ECLI:NL:HR:2009:BG5622
Hoge Raad
- Herziening
- A.J.A. van Dorst
- B.C. de Savornin Lohman
- H.A.G. Splinter-van Kan
- Rechtspraak.nl
Herziening van een vonnis van de Politierechter in de Rechtbank te Dordrecht inzake diefstal
Op 20 januari 2009 heeft de Hoge Raad der Nederlanden uitspraak gedaan in de zaak met nummer 07/12837 H, waarin herziening werd gevraagd van een eerder vonnis van de Politierechter in de Rechtbank te Dordrecht. De aanvraagster, geboren in 1964 en wonende te Dordrecht, was eerder veroordeeld voor diefstal en kreeg een geldboete van € 130,-, subsidiair 2 dagen hechtenis. De aanvraag tot herziening van dit vonnis werd ingediend door haar advocaat, mr. N.C.W. Haesen.

═══

— OPDRACHTEN —
- a) Neem uit de brontekst over de herzieningszaak letterlijk het stuk over van "ECLI:NL:HR:2009:BG5622" tot en met "mr. N.C.W. Haesen.".
- b) Klopt elke bewering hieronder volgens de brontekst over de herzieningszaak? Antwoord per bewering met ja of nee en citeer letterlijk de woorden uit de tekst die de doorslag geven. (i) De aanvraagster kreeg een geldboete van € 130,-. (ii) De Hoge Raad deed op 20 februari 2009 uitspraak. (iii) De aanvraagster diende de aanvraag tot herziening zelf in.
- c) Schrijf een vervolg op de brontekst over de herziening van het Dordrechtse diefstalvonnis, aansluitend op de laatste zin.

— TE ONDERZOEKEN MATERIAAL —
═══

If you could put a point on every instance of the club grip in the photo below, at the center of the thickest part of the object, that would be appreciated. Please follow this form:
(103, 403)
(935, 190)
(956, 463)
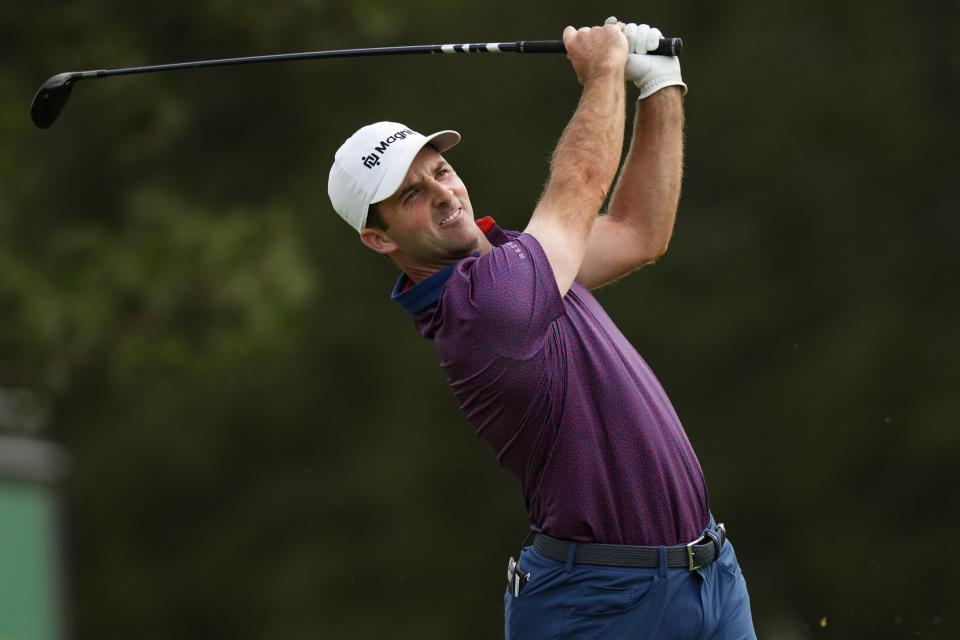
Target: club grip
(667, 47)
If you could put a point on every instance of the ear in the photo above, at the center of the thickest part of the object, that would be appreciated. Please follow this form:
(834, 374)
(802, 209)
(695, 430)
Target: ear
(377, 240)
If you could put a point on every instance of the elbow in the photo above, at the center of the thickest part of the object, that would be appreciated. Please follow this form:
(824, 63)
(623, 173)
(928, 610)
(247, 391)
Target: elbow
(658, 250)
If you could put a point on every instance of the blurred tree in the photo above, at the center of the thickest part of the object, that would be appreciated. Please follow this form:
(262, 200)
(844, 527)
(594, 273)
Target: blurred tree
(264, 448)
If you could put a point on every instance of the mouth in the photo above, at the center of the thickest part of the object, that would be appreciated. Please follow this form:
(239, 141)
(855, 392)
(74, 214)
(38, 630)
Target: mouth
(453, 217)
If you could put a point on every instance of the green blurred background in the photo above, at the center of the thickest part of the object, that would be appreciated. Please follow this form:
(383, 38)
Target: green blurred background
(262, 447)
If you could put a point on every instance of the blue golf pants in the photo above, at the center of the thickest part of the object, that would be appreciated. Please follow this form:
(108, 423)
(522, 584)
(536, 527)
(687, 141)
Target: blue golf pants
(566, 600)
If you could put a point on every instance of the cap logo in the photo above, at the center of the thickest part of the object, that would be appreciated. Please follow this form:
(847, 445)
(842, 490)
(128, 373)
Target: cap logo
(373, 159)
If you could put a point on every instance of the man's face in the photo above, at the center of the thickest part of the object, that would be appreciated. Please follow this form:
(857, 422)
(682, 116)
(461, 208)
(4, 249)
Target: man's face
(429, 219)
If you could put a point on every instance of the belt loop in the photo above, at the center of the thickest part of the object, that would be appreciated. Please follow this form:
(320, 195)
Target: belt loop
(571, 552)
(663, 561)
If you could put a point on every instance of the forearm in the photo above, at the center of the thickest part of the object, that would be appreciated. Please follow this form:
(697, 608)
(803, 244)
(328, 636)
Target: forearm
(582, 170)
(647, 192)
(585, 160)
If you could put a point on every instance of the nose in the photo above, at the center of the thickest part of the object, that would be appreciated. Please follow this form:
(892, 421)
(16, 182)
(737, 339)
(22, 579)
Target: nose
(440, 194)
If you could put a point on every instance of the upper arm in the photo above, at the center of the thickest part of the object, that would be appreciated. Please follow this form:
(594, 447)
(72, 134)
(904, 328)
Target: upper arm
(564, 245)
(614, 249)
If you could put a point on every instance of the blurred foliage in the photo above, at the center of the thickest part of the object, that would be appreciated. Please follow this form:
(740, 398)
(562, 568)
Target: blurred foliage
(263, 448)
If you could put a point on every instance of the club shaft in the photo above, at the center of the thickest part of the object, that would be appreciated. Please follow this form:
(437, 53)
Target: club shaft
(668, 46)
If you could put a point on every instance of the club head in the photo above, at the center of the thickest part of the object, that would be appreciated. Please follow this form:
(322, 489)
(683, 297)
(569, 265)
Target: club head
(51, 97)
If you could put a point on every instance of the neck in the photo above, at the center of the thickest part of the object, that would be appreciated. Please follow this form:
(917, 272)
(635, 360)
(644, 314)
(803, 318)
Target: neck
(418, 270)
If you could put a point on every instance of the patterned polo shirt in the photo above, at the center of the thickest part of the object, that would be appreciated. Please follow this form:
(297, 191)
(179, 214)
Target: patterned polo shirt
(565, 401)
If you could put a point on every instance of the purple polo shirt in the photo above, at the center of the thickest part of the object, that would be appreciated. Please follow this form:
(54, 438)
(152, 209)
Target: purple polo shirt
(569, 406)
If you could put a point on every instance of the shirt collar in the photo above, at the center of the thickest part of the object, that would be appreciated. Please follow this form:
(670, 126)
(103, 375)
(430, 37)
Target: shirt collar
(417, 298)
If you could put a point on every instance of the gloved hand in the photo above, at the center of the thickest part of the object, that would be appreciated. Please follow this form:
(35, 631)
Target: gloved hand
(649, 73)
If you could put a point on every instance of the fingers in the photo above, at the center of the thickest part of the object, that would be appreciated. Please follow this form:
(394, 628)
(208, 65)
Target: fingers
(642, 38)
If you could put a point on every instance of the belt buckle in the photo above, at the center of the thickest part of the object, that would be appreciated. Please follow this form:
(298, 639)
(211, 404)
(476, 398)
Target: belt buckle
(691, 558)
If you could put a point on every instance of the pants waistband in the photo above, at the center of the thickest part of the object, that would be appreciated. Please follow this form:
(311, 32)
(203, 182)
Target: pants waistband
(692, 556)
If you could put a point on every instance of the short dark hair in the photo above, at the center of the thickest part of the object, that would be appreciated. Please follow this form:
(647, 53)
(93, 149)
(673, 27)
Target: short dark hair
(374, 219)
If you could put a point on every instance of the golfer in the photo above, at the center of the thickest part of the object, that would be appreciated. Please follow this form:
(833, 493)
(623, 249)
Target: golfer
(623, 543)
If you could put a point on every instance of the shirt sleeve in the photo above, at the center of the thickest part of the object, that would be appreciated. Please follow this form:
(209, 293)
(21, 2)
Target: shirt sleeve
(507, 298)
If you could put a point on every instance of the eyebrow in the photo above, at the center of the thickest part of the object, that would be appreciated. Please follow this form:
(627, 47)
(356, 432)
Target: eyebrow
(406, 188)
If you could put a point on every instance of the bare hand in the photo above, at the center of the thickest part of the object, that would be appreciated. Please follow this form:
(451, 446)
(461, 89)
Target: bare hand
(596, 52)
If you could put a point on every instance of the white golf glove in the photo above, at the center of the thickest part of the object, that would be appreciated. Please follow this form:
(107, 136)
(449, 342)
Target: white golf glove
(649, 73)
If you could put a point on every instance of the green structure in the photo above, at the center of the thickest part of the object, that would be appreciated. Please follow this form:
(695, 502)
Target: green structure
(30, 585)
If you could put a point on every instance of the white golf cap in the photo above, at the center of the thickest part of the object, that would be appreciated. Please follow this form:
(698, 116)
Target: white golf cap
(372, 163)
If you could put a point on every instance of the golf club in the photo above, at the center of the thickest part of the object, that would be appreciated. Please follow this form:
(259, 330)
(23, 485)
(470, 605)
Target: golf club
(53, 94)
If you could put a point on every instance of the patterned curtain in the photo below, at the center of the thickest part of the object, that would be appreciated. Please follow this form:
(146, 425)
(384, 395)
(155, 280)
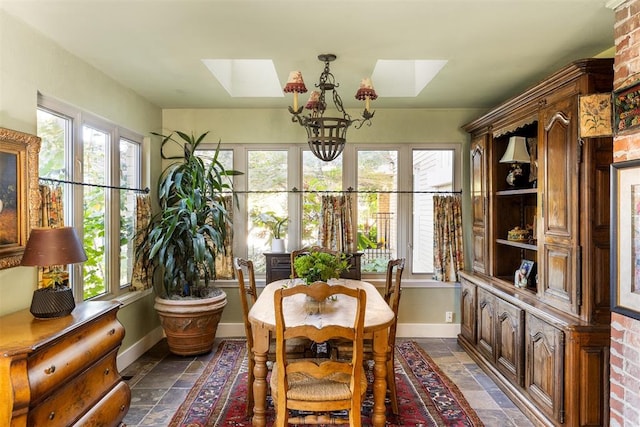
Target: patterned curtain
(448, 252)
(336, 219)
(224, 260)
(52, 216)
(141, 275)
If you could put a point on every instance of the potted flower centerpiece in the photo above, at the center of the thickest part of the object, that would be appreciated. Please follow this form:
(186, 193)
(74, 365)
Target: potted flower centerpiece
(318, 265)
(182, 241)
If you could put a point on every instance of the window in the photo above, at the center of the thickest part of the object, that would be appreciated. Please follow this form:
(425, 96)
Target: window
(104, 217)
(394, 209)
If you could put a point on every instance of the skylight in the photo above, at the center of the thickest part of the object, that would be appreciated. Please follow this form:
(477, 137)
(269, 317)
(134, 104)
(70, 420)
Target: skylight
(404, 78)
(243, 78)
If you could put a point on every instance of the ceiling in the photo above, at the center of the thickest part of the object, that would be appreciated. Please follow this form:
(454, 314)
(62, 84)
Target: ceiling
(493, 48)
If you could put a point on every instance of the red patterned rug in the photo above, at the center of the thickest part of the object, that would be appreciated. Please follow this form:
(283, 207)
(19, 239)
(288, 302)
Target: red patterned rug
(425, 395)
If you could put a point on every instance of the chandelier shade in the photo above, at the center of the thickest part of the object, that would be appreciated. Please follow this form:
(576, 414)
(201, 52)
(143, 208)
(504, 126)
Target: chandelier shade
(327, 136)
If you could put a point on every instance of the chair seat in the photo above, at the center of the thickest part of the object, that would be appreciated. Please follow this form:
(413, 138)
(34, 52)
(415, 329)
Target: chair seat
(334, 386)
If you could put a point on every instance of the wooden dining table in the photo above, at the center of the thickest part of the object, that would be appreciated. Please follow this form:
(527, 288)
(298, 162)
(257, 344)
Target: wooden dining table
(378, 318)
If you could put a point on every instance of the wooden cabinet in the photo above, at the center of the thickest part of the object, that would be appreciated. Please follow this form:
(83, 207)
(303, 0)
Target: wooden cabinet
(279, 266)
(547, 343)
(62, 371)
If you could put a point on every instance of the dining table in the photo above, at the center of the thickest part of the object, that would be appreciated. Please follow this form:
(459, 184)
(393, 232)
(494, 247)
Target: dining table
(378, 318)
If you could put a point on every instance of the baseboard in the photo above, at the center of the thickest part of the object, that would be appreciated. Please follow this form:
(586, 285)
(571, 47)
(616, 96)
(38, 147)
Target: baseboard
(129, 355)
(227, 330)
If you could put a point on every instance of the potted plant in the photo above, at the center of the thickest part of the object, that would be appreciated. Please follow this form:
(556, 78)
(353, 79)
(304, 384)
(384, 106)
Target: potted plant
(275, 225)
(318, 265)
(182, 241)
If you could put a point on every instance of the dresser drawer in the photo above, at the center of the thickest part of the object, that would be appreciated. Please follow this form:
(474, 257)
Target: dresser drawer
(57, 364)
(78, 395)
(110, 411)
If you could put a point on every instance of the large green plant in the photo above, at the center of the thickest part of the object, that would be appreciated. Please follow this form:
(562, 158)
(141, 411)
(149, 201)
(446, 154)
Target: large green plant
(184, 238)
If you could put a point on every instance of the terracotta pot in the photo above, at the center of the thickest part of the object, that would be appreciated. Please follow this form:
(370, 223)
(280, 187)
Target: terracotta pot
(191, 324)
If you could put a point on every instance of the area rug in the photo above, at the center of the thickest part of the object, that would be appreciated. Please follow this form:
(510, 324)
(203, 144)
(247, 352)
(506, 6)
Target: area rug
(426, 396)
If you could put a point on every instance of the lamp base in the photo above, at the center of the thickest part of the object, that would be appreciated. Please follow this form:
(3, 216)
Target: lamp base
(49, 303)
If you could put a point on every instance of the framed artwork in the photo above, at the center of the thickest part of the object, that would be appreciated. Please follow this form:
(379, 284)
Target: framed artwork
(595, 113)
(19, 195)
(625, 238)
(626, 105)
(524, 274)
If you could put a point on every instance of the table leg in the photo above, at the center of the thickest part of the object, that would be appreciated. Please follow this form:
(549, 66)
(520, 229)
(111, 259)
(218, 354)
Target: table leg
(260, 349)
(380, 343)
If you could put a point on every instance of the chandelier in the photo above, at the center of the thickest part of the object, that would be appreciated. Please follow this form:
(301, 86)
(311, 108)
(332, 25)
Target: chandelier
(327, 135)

═══

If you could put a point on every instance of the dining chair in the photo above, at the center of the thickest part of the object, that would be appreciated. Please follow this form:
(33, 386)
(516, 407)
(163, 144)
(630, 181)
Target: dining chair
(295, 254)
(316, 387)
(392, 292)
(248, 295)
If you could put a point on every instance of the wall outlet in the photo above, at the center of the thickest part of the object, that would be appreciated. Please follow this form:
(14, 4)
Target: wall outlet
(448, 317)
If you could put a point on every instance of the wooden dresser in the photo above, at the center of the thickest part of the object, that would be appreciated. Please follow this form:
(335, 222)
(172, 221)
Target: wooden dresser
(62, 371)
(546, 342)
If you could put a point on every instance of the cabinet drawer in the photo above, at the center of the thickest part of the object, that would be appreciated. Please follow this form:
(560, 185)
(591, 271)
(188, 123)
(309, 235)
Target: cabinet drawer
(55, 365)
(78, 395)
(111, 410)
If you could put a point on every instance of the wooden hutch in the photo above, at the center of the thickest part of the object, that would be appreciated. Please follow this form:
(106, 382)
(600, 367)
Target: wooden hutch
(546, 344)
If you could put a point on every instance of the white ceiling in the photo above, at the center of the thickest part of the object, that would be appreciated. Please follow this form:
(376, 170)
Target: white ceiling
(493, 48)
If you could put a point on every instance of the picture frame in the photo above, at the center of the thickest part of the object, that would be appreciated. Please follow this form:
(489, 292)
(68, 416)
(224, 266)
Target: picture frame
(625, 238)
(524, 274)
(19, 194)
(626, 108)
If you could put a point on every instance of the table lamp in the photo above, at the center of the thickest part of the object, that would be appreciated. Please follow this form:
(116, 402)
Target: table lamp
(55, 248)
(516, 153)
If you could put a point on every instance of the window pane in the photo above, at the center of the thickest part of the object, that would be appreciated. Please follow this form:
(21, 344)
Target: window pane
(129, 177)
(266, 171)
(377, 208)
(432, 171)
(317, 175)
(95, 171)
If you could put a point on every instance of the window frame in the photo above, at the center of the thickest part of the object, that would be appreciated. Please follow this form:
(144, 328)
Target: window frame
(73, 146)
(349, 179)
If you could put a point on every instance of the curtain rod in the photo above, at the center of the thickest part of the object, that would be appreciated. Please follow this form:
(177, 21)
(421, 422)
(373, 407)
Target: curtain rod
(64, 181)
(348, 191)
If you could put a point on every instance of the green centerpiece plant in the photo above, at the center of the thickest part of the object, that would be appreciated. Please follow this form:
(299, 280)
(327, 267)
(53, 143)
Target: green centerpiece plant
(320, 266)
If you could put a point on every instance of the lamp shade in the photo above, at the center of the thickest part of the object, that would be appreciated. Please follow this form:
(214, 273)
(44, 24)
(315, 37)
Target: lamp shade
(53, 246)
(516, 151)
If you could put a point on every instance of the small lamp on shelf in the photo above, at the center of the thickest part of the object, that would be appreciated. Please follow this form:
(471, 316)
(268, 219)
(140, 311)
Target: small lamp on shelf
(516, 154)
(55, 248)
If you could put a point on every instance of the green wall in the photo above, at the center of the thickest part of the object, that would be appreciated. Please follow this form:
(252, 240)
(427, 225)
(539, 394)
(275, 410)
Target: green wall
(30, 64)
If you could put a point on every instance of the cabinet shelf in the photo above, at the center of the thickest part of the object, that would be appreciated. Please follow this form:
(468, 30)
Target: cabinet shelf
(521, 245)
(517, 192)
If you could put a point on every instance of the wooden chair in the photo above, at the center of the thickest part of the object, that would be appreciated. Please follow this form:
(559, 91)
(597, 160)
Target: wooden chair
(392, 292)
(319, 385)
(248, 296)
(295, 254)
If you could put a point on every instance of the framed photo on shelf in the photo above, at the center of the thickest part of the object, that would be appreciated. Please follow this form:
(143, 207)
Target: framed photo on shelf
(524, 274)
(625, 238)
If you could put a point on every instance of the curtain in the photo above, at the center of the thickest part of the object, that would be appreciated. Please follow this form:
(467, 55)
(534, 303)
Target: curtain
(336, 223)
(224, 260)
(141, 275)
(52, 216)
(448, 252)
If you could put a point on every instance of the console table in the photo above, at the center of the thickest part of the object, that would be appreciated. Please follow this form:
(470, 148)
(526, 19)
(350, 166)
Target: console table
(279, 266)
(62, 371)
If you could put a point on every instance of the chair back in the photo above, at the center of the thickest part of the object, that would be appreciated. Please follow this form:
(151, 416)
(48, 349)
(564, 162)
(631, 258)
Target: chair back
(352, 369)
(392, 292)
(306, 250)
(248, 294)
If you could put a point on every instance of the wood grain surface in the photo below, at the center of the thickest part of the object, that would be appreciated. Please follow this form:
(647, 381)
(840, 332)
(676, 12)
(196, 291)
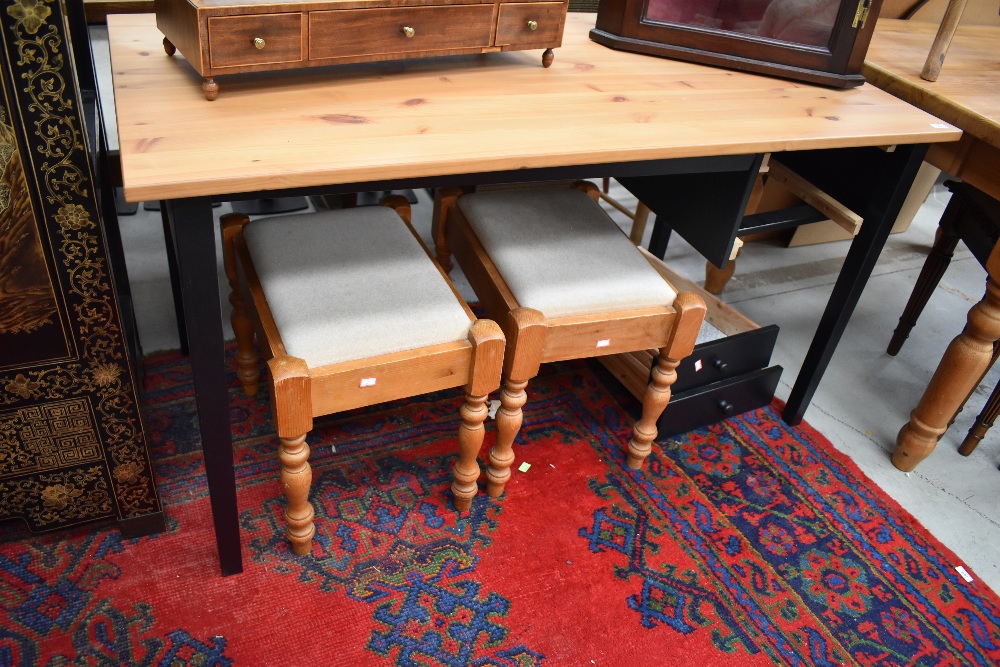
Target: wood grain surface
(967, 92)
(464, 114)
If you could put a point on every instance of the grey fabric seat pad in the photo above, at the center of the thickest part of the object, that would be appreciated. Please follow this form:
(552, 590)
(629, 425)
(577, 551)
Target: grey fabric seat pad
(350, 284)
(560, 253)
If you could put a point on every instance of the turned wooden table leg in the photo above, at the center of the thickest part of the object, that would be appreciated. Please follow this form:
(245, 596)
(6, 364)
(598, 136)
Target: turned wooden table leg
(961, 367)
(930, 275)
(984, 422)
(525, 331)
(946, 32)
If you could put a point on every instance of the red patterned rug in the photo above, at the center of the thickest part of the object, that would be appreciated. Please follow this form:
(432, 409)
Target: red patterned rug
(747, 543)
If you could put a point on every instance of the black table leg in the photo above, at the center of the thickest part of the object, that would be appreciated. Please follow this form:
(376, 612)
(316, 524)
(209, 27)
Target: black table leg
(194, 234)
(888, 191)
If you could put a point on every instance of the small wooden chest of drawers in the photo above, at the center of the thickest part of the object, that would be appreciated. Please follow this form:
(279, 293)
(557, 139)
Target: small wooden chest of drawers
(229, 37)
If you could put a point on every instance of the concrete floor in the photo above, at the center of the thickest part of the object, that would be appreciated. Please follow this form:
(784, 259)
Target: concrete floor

═══

— VERWACHTE ANTWOORDEN —
- a)
ECLI:NL:HR:2009:BG5622
Hoge Raad
- Herziening
- A.J.A. van Dorst
- B.C. de Savornin Lohman
- H.A.G. Splinter-van Kan
- Rechtspraak.nl
Herziening van een vonnis van de Politierechter in de Rechtbank te Dordrecht inzake diefstal
Op 20 januari 2009 heeft de Hoge Raad der Nederlanden uitspraak gedaan in de zaak met nummer 07/12837 H, waarin herziening werd gevraagd van een eerder vonnis van de Politierechter in de Rechtbank te Dordrecht. De aanvraagster, geboren in 1964 en wonende te Dordrecht, was eerder veroordeeld voor diefstal en kreeg een geldboete van € 130,-, subsidiair 2 dagen hechtenis. De aanvraag tot herziening van dit vonnis werd ingediend door haar advocaat, mr. N.C.W. Haesen.

- b)
(i) Ja: "kreeg een geldboete van € 130,-, subsidiair 2 dagen hechtenis"
(ii) Nee: "Op 20 januari 2009 heeft de Hoge Raad der Nederlanden uitspraak gedaan"
(iii) Nee: "werd ingediend door haar advocaat, mr. N.C.W. Haesen"

- c)
De Hoge Raad heeft de aanvrage tot herziening beoordeeld en de conclusie van de Advocaat-Generaal Machielse in overweging genomen, die adviseerde om de aanvrage ongegrond te verklaren. De Hoge Raad heeft in zijn beoordeling verwezen naar de gronden die in de conclusie van de Advocaat-Generaal zijn uiteengezet. Volgens artikel 468 van het Wetboek van Strafvordering (Sv) moest de aanvrage derhalve worden afgewezen.
Uiteindelijk heeft de Hoge Raad de aanvrage tot herziening afgewezen, waarmee de eerdere veroordeling van de Politierechter in stand bleef. Dit arrest is uitgesproken door vice-president A.J.A. van Dorst, samen met de raadsheren B.C. de Savornin Lohman en H.A.G. Splinter-van Kan, in aanwezigheid van waarnemend griffier L.J.J. Okker-Braber.